- _What the task asks_
Each line below should be written out again exactly.

(Referring expression data)
◆ ◆ ◆ ◆ ◆
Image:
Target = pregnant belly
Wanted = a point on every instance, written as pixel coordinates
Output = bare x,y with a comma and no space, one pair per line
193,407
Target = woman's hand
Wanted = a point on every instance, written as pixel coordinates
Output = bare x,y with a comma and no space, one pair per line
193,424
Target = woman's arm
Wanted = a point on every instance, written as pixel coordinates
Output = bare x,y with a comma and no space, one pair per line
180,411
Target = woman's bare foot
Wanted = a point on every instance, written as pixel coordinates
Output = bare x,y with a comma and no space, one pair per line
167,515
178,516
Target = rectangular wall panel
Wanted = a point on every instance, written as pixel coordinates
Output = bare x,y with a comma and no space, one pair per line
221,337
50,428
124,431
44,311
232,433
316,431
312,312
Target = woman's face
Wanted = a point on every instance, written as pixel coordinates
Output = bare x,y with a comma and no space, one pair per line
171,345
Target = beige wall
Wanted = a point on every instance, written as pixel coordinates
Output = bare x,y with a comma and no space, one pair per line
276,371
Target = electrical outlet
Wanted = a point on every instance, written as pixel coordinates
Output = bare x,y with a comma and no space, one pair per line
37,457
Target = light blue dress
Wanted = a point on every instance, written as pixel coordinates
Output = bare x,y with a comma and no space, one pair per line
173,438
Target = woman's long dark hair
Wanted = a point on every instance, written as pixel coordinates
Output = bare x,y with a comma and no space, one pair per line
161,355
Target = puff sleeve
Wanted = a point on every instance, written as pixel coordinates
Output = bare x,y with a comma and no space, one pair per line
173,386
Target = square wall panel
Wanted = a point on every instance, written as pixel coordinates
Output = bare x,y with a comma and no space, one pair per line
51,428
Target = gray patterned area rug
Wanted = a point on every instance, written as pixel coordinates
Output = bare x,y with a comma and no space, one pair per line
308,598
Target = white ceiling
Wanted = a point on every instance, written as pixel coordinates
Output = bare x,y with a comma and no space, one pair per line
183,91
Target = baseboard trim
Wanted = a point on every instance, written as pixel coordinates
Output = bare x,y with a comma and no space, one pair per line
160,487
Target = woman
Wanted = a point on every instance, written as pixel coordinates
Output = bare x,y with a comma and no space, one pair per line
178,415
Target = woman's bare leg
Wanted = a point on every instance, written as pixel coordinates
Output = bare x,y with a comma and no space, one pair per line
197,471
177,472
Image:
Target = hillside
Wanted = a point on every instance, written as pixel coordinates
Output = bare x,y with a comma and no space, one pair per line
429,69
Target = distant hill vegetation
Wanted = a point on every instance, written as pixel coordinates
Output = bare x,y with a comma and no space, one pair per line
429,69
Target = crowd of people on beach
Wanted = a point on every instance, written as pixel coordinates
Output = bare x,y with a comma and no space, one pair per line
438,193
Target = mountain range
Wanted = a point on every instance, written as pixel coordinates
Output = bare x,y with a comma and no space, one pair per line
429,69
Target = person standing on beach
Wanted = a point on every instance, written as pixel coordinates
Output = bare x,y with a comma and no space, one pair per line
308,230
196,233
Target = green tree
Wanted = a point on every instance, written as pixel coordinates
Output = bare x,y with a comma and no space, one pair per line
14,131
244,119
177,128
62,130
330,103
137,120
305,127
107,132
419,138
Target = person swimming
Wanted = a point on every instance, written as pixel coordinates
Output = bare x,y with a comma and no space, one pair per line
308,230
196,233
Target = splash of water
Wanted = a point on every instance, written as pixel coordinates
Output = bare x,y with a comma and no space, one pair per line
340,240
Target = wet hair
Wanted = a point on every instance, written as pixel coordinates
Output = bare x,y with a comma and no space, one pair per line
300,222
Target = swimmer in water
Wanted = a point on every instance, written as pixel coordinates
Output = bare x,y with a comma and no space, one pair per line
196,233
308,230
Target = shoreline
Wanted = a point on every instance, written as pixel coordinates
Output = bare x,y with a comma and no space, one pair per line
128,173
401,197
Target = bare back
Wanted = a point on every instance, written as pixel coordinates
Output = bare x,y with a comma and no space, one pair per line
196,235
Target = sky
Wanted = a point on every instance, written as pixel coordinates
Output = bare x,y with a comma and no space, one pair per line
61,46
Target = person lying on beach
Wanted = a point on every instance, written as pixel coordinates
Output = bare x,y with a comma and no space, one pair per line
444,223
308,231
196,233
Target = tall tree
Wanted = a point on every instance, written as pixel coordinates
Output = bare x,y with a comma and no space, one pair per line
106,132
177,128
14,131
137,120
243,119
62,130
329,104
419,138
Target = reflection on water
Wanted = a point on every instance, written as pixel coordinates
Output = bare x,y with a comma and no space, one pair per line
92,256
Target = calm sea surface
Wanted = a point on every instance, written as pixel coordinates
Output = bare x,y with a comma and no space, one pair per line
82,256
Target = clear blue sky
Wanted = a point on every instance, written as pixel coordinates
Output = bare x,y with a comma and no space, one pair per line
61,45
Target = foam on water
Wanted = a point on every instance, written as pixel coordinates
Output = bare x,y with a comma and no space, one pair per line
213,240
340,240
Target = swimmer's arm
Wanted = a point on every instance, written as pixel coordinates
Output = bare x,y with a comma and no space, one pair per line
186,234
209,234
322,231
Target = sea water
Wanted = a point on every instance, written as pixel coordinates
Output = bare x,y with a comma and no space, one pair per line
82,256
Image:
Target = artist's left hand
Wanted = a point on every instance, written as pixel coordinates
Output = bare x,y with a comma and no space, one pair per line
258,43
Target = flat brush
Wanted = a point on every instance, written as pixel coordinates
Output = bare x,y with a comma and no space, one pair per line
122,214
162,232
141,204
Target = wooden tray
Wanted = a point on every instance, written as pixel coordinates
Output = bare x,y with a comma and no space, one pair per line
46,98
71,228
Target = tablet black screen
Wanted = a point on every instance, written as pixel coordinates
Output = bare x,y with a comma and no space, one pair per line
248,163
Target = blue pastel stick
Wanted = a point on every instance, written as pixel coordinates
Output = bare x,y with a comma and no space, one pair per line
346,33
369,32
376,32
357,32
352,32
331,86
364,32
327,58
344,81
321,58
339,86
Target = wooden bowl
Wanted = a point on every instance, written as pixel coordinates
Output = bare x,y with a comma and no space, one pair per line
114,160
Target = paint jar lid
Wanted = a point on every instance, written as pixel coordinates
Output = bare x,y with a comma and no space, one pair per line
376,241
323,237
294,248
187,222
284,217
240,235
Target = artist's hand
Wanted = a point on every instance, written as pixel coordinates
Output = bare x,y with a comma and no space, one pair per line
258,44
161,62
◆ ◆ ◆ ◆ ◆
- _Result of the exercise_
Image:
Target = pregnant belly
Wanted = a point on every instance, written as pixel coordinates
Output = bare x,y with a comma and no space, one pair per line
193,407
Target = woman's hand
Wanted = a point on every instance, written as pixel coordinates
Output = bare x,y with a comma and no space, one pair per line
193,424
Target = woman's arm
Wanted = a point on every instance, written as pixel coordinates
Output = bare x,y with a comma and no space, one pair per line
180,411
Target = woman's bare foot
Wanted = a point on every instance, written as pixel coordinates
Output = bare x,y with a comma and no space, one pair per line
167,515
178,516
Target = rectangular wall panel
Wanted = a point on every instance, written as pixel coordinates
Output = bare x,y with a comma and no space, one pair per line
221,337
50,428
124,431
44,311
232,433
316,431
312,312
Target = woman's face
Wanted = a point on every instance, written as pixel coordinates
Output = bare x,y with a comma and no space, one pair per line
171,345
Target = beige wall
Wanted = a point on every instance, written as pixel coordinates
Output = bare x,y with a comma and no space, one pair per line
276,371
Target = electrical outlet
Wanted = a point on every instance, written as pixel coordinates
Output = bare x,y with a comma and no space, one pair per line
37,457
Target = light blue dress
Wanted = a point on every instance, written as pixel coordinates
Output = bare x,y with a comma and no space, one pair per line
173,438
Target = woman's long dark hair
Wanted = a point on every instance, written as pixel coordinates
Output = bare x,y with a comma and no space, one pair per line
161,355
Target = puff sleeve
Wanted = a point on every instance, written as pixel coordinates
Output = bare x,y with a comma and no space, one pair per line
173,386
Target = square wall panel
Wanted = a point on every instance, written as pixel coordinates
Output = bare x,y with a comma and no space, one pair per line
51,428
Target = gray patterned area rug
Wanted = a point on every instance, written as pixel coordinates
Output = bare x,y with a comma and no space, one pair per line
308,598
Target = white ceiling
Wanted = a point on every instance, written as pixel coordinates
Output = bare x,y with a comma and no space, one pair per line
183,91
Target = baseboard trim
Wanted = a point on every instance, written as pixel coordinates
Output = bare x,y with a comma and no space, one pair per line
160,487
Target = woman
Wanted = a point on every instance, written as pixel coordinates
Output = bare x,y with a comma and no space, one pair per line
178,415
Target = woman's bare leg
Wanted = a point on every instance, written as pixel coordinates
Output = bare x,y with a comma and no space, one pair per line
197,471
177,472
Image:
Target = hillside
Wanted = a point on every instance, written as pixel coordinates
Output = bare x,y with a comma and no space, one pair per line
429,69
Target = distant hill vegetation
Wanted = a point on every instance, written as pixel coordinates
Output = bare x,y with a comma and no space, one pair per line
429,69
Target = crowd of people on beach
Wanted = a point on every instance, written as pixel coordinates
Output = bare x,y with a comma and no space, one pair per line
438,193
Target = mountain range
Wanted = a point on every instance, written as pixel coordinates
Output = bare x,y with a comma and no space, one pair per line
429,69
Target = person standing on beach
Wanted = a point on every instance, written as pixel coordinates
Output = bare x,y with a comma and no space, one pair per line
308,230
196,233
Target = green tree
Wanted = a point on every instance, written as pixel coordinates
Output = bare x,y with a comma and no space, one pair per line
14,131
244,119
177,128
62,130
330,103
137,120
305,127
107,132
419,138
Target = person swimming
Wanted = a point on every instance, written as pixel coordinates
Output = bare x,y with a comma and no space, one pair per line
308,230
196,233
Target = splash of water
Wanted = a point on every instance, written as pixel coordinates
Output = bare x,y with a comma and no space, one pair per line
340,240
Target = wet hair
Wanted = a point on every instance, written as pixel coordinates
Output = bare x,y with a comma and no space, one pair per line
300,222
Target = swimmer in water
Wanted = a point on every instance, written as pixel coordinates
Output = bare x,y with a comma and no space, one pair per line
196,233
308,230
Target = shoreline
Wanted = a point on every instance, written as pixel coordinates
Output = bare x,y with a comma and no space, one pair per line
128,173
401,197
Target = bare back
Wanted = a point on every instance, written as pixel coordinates
Output = bare x,y with a comma and no space, one pair per line
196,235
Target = sky
Wanted = a point on every instance, written as pixel coordinates
Output = bare x,y with a comma and no space, one pair per line
61,46
Target = person lying on beach
Wanted = a point on every instance, written as pixel coordinates
Output = bare x,y with a comma and no space, one pair per line
444,223
308,231
196,233
Target = tall tree
Wanted = a point on every instance, written as pixel coordinates
Output = bare x,y with a comma and no space, one pair per line
106,132
177,128
14,131
137,120
243,119
62,130
329,104
419,138
Target = reflection on water
Wanted = a point on every instance, written as pixel coordinates
Output = bare x,y with a comma and no space, one pair per line
92,256
Target = calm sea surface
Wanted = a point on every instance, written as pixel coordinates
Output = bare x,y with a comma and no space, one pair per line
82,256
Target = clear blue sky
Wanted = a point on every instance, written as pixel coordinates
Output = bare x,y with a comma and no space, one pair per line
61,45
Target = foam on water
Wanted = a point on every instance, written as pixel coordinates
Output = bare x,y with a comma and no space, one pair per line
213,240
340,240
Target = swimmer's arm
Wanted = a point on every instance, written as pixel coordinates
Output = bare x,y with a comma and no space, one pair per line
186,234
209,234
322,231
Target = sea water
Wanted = a point on every instance, written as pixel coordinates
Output = bare x,y with a comma and no space, one pair per line
82,256
Image:
Target = artist's left hand
Wanted = a point on every instance, written as pixel coordinates
Output = bare x,y with a comma and no space, one pair per line
258,43
Target = flat brush
Wanted = a point on every instance, written as pixel coordinates
Output = bare x,y with a comma and no space, one pair per line
122,214
162,232
141,204
Target = wooden tray
Wanted = a point on every instance, written as pixel coordinates
Output = bare x,y with a comma and no space, one pair per line
46,98
71,228
Target = tablet black screen
Wanted = a point on every instance, written as pixel coordinates
Output = bare x,y with a comma and no space, one pair per line
248,163
Target = blue pastel stick
Wanted = a point on every instance, written as pixel coordinates
Output = bare x,y with a comma and no space, one pair per line
346,33
369,32
376,32
357,32
352,32
331,86
364,32
327,58
344,81
321,58
339,86
Target = wooden bowl
Wanted = a point on every instance, written as pixel coordinates
Output = bare x,y with a comma and no space, one pair per line
114,160
Target = paint jar lid
Wanted = a point on every instance, written as pixel coordinates
Output = bare x,y with a comma and no space, one pair per line
376,241
323,237
294,248
187,222
284,217
240,235
Target = artist's hand
Wanted = a point on every instance, written as pixel coordinates
Output = bare x,y with a comma and no space, one pair per line
258,44
161,62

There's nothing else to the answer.